[DOCUMENT SECTION Boundary: Start]

Researchers at the University of Kentucky are studying the safety of a new vaccine for smallpox.
The study is part of a national program to develop vaccines that would protect U.S. citizens against a terrorist attack that involved biological agents.
“It’s going to help the United States and the world,” said Dr. Richard Greenberg, who studies infectious diseases and is leading the research at UK.
The study, being conducted at 11 sites in the United States and Mexico, doesn’t involve the smallpox virus, which is highly contagious and was eradicated through vaccination.
Unlike the current vaccine, which leaves a pocklike scar, the new one is injected.
Called Imvamune, it contains a non-replicating version of the vaccinia virus, which scientists believe will make it safer than the current vaccine.
The study is examining how people who have chronic inflammatory skin conditions such as eczema react to the new vaccine.
The current vaccine, which delivers the live virus vaccinia with a series of pricks, can cause serious, even life-threatening conditions in people with atopic dermatitis, as the skin conditions are called.
“The vaccinia that would be given by the pricks could progress instead of go away and basically eat up their skin,” Greenberg said.
The new vaccine contains a version of vaccinia developed in Germany that has less genetic material and has lost its ability to replicate.
Most Americans aren’t vaccinated against smallpox. The last U.S. case of the devastating disease occurred in 1949, and routine vaccinations ended in the United States in 1972.
The last known naturally occurring case of smallpox was in 1977 in Somalia. Since then, smallpox has existed only inside two labs, one in the United States and one in Russia.
Until recently, only researchers who worked with smallpox or similar diseases were vaccinated.
But after Sept. 11, 2001, the U.S. government stepped up its vaccination program. Soldiers are now vaccinated for the disease, and the federal government began supporting research to create a new, safer vaccine.

[DOCUMENT SECTION Boundary: End]
[DATA SUPPLIED Boundary: Start]

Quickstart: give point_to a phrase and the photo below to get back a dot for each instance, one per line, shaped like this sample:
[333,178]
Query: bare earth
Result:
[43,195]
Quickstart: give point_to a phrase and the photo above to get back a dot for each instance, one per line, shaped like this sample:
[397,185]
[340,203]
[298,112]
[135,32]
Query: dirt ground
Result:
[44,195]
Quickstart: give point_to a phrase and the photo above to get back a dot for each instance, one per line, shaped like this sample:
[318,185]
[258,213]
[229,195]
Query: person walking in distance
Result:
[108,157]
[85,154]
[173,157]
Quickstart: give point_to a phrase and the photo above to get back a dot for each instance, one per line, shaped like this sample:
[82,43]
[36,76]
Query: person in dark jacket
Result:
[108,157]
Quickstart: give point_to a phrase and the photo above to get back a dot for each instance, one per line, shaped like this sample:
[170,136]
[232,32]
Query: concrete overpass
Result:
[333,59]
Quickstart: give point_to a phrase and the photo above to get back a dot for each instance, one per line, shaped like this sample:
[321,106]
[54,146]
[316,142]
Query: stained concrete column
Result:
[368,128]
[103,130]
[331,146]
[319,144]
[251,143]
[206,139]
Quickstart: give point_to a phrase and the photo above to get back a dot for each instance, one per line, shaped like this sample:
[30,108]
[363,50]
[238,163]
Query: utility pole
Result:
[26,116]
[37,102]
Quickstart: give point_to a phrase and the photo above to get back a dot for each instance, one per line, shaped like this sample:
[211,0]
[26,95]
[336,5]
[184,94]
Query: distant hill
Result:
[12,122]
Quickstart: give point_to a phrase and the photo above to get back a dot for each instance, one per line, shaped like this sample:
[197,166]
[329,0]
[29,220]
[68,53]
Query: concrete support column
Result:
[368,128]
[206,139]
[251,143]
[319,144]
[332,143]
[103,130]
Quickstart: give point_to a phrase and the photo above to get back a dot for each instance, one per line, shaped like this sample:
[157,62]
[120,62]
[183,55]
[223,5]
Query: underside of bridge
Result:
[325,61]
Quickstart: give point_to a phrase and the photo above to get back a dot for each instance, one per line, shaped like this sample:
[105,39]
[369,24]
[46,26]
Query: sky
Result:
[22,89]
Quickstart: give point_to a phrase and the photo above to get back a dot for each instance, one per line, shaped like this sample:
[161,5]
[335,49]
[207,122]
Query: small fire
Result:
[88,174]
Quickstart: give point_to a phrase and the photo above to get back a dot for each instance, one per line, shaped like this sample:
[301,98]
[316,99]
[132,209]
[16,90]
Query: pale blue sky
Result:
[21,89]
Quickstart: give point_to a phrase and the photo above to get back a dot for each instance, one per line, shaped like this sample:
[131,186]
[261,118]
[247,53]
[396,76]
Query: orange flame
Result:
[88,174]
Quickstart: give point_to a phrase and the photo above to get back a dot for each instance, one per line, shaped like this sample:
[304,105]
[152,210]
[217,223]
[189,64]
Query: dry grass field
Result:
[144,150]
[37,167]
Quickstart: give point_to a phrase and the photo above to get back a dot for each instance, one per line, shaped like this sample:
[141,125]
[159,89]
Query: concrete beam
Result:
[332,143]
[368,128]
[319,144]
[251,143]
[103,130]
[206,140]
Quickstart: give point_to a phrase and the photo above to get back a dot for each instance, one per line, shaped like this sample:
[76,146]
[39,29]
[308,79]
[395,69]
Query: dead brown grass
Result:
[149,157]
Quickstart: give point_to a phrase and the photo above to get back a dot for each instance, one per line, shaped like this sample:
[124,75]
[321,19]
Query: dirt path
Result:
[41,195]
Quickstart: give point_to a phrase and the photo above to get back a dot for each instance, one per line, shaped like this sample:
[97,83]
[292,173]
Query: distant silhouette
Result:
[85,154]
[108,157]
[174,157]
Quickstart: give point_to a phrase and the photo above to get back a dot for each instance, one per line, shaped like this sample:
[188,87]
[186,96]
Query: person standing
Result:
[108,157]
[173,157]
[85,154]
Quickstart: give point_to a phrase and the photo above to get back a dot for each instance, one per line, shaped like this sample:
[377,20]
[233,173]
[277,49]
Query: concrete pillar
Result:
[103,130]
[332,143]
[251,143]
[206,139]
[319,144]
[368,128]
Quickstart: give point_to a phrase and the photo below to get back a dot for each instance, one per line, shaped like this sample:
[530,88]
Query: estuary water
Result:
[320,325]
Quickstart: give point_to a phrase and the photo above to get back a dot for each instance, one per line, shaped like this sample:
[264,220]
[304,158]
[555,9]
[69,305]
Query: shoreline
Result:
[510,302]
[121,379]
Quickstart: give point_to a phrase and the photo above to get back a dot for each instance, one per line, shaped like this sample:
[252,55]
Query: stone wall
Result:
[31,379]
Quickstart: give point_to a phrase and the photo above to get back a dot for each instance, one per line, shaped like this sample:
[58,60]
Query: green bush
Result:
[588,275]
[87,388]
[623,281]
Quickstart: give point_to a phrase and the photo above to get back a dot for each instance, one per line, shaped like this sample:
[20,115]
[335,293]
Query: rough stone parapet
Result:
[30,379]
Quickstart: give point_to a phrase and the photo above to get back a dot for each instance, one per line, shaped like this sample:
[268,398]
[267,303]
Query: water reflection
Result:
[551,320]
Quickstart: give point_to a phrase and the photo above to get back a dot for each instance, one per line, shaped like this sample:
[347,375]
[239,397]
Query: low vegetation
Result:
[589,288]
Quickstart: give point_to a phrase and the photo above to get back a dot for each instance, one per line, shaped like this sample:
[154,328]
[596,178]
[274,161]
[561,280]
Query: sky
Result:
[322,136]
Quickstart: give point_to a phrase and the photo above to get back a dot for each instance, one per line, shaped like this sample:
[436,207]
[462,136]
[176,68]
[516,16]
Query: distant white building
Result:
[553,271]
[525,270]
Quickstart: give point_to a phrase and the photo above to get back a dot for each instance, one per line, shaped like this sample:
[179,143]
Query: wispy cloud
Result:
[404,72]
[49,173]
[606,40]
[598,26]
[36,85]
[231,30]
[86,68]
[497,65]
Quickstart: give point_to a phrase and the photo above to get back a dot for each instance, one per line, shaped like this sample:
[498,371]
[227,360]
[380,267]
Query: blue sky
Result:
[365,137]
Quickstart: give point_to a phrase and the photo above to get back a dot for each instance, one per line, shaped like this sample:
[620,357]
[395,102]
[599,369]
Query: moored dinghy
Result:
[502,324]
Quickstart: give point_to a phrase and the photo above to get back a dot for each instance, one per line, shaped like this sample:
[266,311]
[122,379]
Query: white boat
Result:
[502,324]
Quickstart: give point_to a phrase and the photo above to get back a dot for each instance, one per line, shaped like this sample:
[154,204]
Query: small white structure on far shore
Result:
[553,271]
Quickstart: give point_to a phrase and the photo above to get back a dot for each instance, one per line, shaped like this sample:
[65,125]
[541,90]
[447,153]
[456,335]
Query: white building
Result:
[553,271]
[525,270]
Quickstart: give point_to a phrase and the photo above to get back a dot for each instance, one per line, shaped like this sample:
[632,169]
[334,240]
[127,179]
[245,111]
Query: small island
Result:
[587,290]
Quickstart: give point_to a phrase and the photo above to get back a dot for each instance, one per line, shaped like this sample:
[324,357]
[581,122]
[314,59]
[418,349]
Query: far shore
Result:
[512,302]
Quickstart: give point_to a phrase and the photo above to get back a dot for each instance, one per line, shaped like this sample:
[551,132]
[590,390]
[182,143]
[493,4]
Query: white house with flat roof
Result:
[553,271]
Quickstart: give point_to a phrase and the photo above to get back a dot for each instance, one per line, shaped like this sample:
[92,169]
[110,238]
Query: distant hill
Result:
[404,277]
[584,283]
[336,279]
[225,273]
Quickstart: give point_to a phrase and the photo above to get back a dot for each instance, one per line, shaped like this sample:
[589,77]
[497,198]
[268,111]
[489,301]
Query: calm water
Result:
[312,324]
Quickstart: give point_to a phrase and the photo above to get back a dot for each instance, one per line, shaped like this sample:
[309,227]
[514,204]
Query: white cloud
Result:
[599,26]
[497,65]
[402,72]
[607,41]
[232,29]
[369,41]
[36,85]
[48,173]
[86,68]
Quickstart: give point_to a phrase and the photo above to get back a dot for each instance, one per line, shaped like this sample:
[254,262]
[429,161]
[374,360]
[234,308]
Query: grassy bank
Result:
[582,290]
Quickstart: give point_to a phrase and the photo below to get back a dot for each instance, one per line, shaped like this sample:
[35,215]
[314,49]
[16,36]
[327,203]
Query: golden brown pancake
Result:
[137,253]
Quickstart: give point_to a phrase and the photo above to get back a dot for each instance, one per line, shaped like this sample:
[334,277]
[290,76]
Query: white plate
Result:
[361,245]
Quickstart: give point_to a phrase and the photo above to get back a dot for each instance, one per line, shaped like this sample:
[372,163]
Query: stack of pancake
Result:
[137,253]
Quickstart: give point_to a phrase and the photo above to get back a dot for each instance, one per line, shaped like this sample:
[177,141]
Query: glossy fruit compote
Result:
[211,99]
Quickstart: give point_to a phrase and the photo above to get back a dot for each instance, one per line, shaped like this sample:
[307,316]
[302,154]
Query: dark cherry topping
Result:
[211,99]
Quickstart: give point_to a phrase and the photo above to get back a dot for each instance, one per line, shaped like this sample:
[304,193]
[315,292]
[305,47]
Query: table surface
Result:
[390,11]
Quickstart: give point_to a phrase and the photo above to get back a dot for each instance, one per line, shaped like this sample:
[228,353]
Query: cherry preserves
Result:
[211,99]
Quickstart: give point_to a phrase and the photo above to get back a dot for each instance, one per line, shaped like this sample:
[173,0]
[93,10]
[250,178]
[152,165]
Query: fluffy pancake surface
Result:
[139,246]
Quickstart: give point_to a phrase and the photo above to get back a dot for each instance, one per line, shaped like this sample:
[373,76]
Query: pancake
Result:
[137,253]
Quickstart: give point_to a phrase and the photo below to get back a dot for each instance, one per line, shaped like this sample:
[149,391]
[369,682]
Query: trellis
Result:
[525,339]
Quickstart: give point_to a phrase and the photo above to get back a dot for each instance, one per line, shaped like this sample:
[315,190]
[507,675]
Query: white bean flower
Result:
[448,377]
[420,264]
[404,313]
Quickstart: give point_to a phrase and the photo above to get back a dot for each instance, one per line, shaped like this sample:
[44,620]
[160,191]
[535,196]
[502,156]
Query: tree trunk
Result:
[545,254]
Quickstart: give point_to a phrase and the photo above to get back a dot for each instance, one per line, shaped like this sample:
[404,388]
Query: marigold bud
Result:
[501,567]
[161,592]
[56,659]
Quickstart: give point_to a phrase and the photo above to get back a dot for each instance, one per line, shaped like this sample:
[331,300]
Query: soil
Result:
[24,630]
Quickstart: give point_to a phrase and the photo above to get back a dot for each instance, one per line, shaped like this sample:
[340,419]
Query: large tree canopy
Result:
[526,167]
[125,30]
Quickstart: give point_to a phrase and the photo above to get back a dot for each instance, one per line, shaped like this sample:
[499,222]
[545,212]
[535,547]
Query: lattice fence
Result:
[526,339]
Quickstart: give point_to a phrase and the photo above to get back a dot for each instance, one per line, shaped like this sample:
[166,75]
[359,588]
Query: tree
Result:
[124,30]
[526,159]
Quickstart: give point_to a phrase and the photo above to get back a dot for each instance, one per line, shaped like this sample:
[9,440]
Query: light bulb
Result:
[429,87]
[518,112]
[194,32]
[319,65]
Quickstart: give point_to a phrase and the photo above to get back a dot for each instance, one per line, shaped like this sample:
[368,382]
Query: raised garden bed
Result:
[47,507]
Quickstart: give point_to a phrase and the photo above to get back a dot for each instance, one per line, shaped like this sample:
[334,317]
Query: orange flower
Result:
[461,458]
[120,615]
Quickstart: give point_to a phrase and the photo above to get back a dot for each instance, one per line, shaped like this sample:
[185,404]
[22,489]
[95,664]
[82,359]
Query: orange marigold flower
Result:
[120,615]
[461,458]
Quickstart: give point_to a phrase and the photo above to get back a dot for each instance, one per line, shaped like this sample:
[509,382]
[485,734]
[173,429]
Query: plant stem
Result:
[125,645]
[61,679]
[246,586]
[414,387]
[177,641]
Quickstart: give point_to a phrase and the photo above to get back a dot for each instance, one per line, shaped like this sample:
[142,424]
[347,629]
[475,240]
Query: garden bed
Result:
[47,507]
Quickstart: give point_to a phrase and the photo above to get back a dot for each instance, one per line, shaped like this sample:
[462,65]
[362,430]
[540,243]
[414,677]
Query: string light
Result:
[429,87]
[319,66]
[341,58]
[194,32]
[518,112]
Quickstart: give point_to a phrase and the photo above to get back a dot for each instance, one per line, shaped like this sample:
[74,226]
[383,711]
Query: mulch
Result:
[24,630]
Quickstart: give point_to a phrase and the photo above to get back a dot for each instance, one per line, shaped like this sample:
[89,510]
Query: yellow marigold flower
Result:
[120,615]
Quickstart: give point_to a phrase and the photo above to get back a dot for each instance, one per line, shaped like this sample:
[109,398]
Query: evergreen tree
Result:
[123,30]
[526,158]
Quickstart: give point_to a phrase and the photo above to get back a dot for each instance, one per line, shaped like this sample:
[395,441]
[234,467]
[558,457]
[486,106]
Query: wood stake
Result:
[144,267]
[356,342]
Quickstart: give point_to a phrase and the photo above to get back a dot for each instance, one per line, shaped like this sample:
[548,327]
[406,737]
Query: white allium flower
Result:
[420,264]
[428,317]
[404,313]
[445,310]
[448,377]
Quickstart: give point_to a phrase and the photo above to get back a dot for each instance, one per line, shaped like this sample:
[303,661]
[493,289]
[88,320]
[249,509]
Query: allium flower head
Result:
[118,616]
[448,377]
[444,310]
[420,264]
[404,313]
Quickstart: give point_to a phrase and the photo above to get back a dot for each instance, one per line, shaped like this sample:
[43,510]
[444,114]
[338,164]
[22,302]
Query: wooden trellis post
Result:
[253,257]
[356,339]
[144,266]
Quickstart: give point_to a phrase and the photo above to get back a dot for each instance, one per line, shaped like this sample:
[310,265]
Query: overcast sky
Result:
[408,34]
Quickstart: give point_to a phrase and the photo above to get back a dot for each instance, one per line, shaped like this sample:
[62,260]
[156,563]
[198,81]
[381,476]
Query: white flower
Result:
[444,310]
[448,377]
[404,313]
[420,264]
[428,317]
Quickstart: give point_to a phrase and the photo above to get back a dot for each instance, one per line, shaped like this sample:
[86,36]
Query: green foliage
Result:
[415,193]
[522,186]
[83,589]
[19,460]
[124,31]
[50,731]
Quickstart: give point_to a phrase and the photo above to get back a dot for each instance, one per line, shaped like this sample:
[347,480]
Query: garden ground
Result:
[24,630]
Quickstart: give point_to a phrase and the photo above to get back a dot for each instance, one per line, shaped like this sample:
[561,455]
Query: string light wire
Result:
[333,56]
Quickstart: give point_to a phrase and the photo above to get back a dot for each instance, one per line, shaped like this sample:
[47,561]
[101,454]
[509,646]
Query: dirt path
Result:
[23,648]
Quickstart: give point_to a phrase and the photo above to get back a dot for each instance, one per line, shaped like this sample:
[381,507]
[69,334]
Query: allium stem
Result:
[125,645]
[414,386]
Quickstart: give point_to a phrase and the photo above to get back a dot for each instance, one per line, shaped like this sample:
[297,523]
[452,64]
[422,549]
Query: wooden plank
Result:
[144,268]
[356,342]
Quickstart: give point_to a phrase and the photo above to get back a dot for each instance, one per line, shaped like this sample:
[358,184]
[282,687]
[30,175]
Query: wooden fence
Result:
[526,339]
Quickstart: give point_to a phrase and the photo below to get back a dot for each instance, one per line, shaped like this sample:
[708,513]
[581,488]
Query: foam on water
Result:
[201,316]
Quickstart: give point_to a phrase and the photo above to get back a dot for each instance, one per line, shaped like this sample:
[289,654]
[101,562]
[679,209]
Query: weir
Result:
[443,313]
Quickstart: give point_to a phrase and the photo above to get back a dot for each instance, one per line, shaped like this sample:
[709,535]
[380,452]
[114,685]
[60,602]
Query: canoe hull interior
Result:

[DATA SUPPLIED Boundary: End]

## TASK REQUIREMENTS
1. In the article on the smallpox vaccine study, in what year did routine smallpox vaccinations end in the United States?
2. Explain, using the smallpox vaccine article, why the current vaccine is a concern for people with eczema and why scientists expect the new one to be safer.
3. Pick up the smallpox vaccine article after its last sentence and write what comes next.

## RESPONSES PER TASK
1. 1972

2. The current vaccine delivers live vaccinia virus through a series of pricks and can cause serious, even life-threatening conditions in people with atopic dermatitis, because the vaccinia could progress instead of going away and eat up their skin. The new vaccine, Imvamune, contains a non-replicating version of vaccinia, which scientists believe will make it safer.

3.
The current vaccine can have serious side effects. It is made with a different virus than smallpox, but the virus is live. The vaccine causes a blister to form at the vaccination site, which fills with pus and eventually forms a scar. If proper care is not taken, the vaccinia virus can spread to other parts of the body and other people.
The Centers for Disease Control and Prevention estimates that for every 1 million people vaccinated, one or 2 may die and others will have serious side effects.
In the study of the new vaccine, healthy volunteers, those with atopic dermatitis, and those with a history of atopic dermatitis will be vaccinated. Their immune reaction will be measured through blood tests, and side effects will be tracked in a journal.
Because smallpox no longer exists naturally, scientists have no way of proving that a vaccine like Imvamune works in humans. They can only measure the immune response.
“It’s a reasonable leap of faith, but it’s a leap of faith,” Greenberg said.
The study is being paid for by Bavarian Nordic, which is developing the vaccine, and the National Institute of Allergy and Infectious Diseases.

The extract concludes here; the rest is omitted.